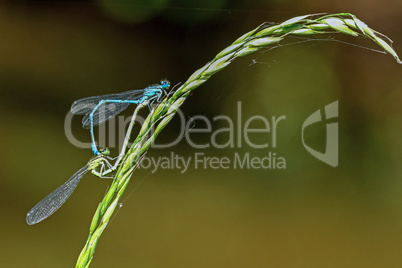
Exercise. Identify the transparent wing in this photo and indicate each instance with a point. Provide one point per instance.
(56, 199)
(107, 109)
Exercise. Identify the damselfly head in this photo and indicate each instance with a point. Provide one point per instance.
(165, 83)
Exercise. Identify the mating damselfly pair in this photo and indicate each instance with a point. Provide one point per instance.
(96, 110)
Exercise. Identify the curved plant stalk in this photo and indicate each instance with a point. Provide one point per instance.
(263, 36)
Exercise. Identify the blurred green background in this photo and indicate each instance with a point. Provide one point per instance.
(309, 215)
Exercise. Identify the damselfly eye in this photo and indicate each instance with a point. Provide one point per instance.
(165, 83)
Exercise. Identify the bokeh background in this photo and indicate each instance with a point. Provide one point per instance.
(309, 215)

---*---

Set down each record above exactly as it stands and leave out all pictures.

ANSWER TO THIS EXERCISE =
Exercise. Identify the transparent wing in this photo and indicate each instance with a point. Provide one point per instance.
(56, 199)
(107, 109)
Exercise. Identify the damselfly head in this photo and indicate each instance with a point. Provide one point per instance.
(165, 83)
Exercise. Identify the mating damselfly pair in this photo and indicate each instance with a point. Provide one point per instance.
(96, 110)
Exercise. Identify the curved plant stalk in this photo and indicate each instance with a point. Provide one point per instance.
(263, 36)
Exercise. Identify the blurred green background in this photo and indicate each instance with a point. Provide one point per instance.
(309, 215)
Exercise. Identify the damselfly eye in this photo and indicate each instance with a point. Provide one point per instance.
(165, 83)
Exercise. Identify the bokeh background in this photo and indicate each instance with a point. Provide one point per instance.
(309, 215)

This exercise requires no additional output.